Copy the passage on pulses between "Pulses have immense" and "et al. 2006)", inclusive, and change every "soil fertility" in that stretch to "land fertility".

Passage shown:
Start

Pulses have immense potential for enhancing soil fertility and resource-use efficiency, thereby improving both productivity and sustainability of the production system. Moreover, they have the potential to add 26-100 kg nitrogen into the soil per hectare (Gill et al. 2009), thus improving soil fertility and yields in subsequent crops. This self-sufficiency signifies that the plant requires much less nitrogen fertilizer which thus saves the environment from greenhouse gases, a by-product of the manufacture and use of nitrogen fertilizers, thus stamping favorable ecological footprints. In a country like India, where the average consumption of plant nutrients from chemical fertilizers on a national basis is very low, the scope for exploiting direct and residual fertility through legumes has obviously great potential (Ghosh et al. 2006)

Box 1: Pulses in India
Globally India occupies the lion’s share of pulses in total area (33%) and production (22%) and is the largest supplier in the world. About a dozen pulses are produced and consumed in the country given the wide regional dietary diversity. Chickpea, pigeonpea, mungbean, uradbean, and lentil are major pulses which together contributed about 92% of total pulse production in India during 2021-22. Moreover, India is also the largest consumer and importer (about 3 MT annually) of pulses in the world. The projected requirement of pulses for domestic consumption in the country is 32 million tons by 2030 and 39 million tons by 2050. As per the estimated share of pulse production across India during 2022, Rajasthan (19.53%), Madhya Pradesh (17.84%), Maharashtra (16.23%), Uttar Pradesh (10.63%), and Karnataka (9.36%) emerged as the five major pulse-producing states in the country. (Statista, 2023)


Measures to improve pulse production

Pulses development has remained a priority of the Government of India since the Fourth Five-Year Plan (1969-70 to 1973-74) with a more focused approach from the Sixth Plan (1980-85) onwards. The National Food Security Mission (NFSM)-Pulses, one of the components of the centrally sponsored scheme of NFSM has been under implementation since Rabi2007-08 in 28 States and two Union Territories (Jammu & Kashmir and Ladakh) with the objective of increasing production of pulses through area expansion and productivity enhancement. This component has undergone several changes since its inception, and finally has taken the shape of a completely centrally-sponsored scheme on pulses by merging the various pulses development components.

End

Recorded information:
Start

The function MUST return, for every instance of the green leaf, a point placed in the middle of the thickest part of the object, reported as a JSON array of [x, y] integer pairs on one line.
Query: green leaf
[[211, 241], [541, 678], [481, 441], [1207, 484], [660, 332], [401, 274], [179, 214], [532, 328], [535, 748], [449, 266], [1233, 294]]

End

Solution:
Pulses have immense potential for enhancing land fertility and resource-use efficiency, thereby improving both productivity and sustainability of the production system. Moreover, they have the potential to add 26-100 kg nitrogen into the soil per hectare (Gill et al. 2009), thus improving land fertility and yields in subsequent crops. This self-sufficiency signifies that the plant requires much less nitrogen fertilizer which thus saves the environment from greenhouse gases, a by-product of the manufacture and use of nitrogen fertilizers, thus stamping favorable ecological footprints. In a country like India, where the average consumption of plant nutrients from chemical fertilizers on a national basis is very low, the scope for exploiting direct and residual fertility through legumes has obviously great potential (Ghosh et al. 2006)